▸ **Problems to solve**
**A.** In the excerpt on Maryland cannabis industry associations, what is the vendor membership fee for the Maryland Medical Dispensaries Association?
**B.** Pick up the excerpt on Maryland cannabis industry associations after its last line and continue writing it.

▸ **Text excerpt**

↓

Mission: “The Maryland Wholesale Medical Cannabis Association promotes the responsible advancement of the medical cannabis industry in Maryland by fostering a favorable social, economic and legal climate. The catalysts for our work are improved public health, patient advocacy and the advancement of science. Providing a unified voice for medical cannabis growers and processors in Maryland, we support efforts to create transparency, accountability and consistency in the state’s medical cannabis industry and strive to educate and act as a resource to lawmakers, medical providers and patients.”

Cost: $10,000 to join with all additional costs for education efforts, etc, are voted only full board membership.

Website: www.canmd.org

 

Maryland Medical Dispensaries Association

About: The Maryland Medical Dispensaries Association (MDMDA) represents about 70 medical marijuana dispensaries in Maryland. Benefits of joining include: listing on the MDMDA website; vendor discounts; access to Maryland-specific industry information; public and governmental relations efforts promoting interests of medical cannabis dispensaries in Maryland; dispensary-only networking and social events; and eligibility to serve on the board, as an officer or on standing committees.

Mission: “To promote the common interests and goals of medical cannabis dispensaries in Maryland.”

Cost: $450 for dispensary members and $995 for vendor members.

↑

▸ **Records**
↓

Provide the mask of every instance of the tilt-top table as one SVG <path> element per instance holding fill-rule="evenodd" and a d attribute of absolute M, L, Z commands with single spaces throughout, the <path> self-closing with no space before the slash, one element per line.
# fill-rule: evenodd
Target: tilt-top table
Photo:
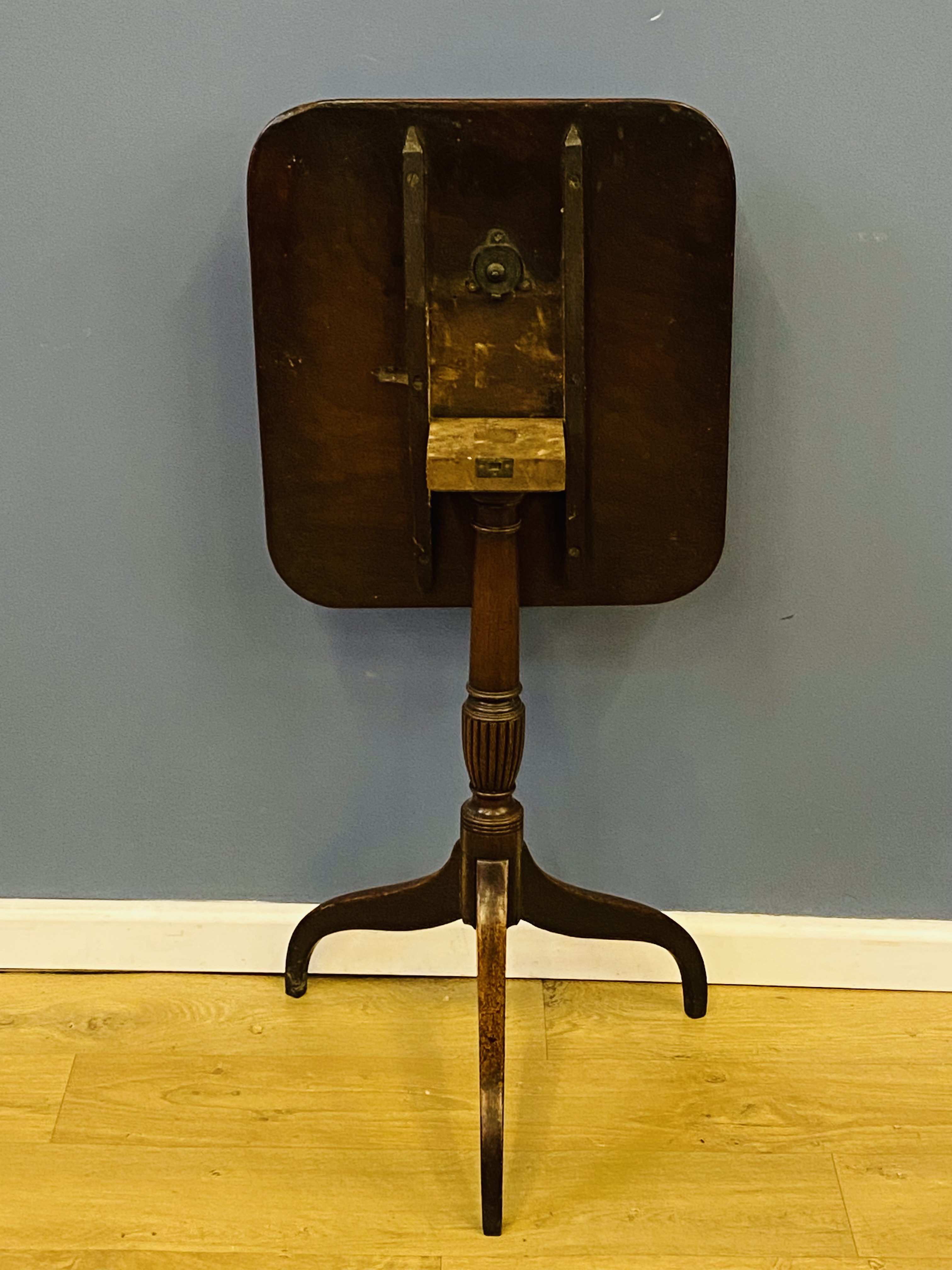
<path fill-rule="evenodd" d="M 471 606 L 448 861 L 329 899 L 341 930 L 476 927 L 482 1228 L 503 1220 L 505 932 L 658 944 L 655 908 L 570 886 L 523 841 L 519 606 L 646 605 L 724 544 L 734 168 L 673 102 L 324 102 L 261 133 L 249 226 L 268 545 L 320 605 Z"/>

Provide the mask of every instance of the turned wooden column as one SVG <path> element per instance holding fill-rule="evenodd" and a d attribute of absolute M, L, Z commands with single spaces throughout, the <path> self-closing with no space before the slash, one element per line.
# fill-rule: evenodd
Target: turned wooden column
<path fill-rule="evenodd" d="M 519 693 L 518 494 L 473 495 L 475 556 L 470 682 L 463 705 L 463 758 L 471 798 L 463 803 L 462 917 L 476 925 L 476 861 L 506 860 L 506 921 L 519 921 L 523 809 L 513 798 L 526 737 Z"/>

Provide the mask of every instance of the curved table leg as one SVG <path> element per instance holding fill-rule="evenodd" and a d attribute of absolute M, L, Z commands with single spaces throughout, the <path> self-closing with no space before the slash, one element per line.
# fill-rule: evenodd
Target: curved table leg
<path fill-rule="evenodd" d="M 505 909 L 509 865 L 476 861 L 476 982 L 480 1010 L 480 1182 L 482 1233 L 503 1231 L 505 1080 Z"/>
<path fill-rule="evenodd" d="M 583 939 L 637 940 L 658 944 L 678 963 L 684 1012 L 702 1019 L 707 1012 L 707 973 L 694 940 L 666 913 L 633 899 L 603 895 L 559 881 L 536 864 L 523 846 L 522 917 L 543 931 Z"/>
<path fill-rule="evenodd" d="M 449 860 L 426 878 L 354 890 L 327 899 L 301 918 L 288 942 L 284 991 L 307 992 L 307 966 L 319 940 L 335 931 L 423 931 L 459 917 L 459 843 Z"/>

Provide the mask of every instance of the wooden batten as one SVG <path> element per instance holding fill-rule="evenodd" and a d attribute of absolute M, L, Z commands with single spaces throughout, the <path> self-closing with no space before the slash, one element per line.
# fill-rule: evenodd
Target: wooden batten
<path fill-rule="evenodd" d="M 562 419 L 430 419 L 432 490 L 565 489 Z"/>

↑

▸ **Answer list**
**A.** $995

**B.**
Website: www.mdmda.org

 

Montana

Montana Cannabis Industry Association

 

 

About: The Montana Cannabis Industry Association (MTCIA) represents a diverse group of professionals within the industry. The group has 50 members, ranging from small and large providers to chemists and medical professionals.

Benefits of membership include being part of a highly organized trade organization with full-time, experienced political representation. Montana medical marijuana providers come together in the organization to consider the medical marijuana delivery system as a whole and engage in meaningful conversation about the direction of the program market.

Mission: “At the MTCIA, our priority is the system, the basic infrastructure necessary to do business from a functional standpoint. Our commitment is to a competitive system where the terms that are competed on are quality, safety, service and responsibility to our clients and communities. We work at the levels of electoral politics, the legislative process and with government agencies and other stakeholders to carry out our mission and reach our goals. The MTCIA is the only cannabis trade organization in Montana. The MTCIA was the leader in the five-year lawsuit to keep the doors of medical marijuana providers open after a legislative act to shut the program down in 2011. The organization also forwarded the second medical marijuana initiative in Montana to reinstate the program (2016) and the MTCIA also passed Montana’s first regulatory system for the program with wide bipartisan support (2017).”

Cost: Annual donations range from $100 to $1,000.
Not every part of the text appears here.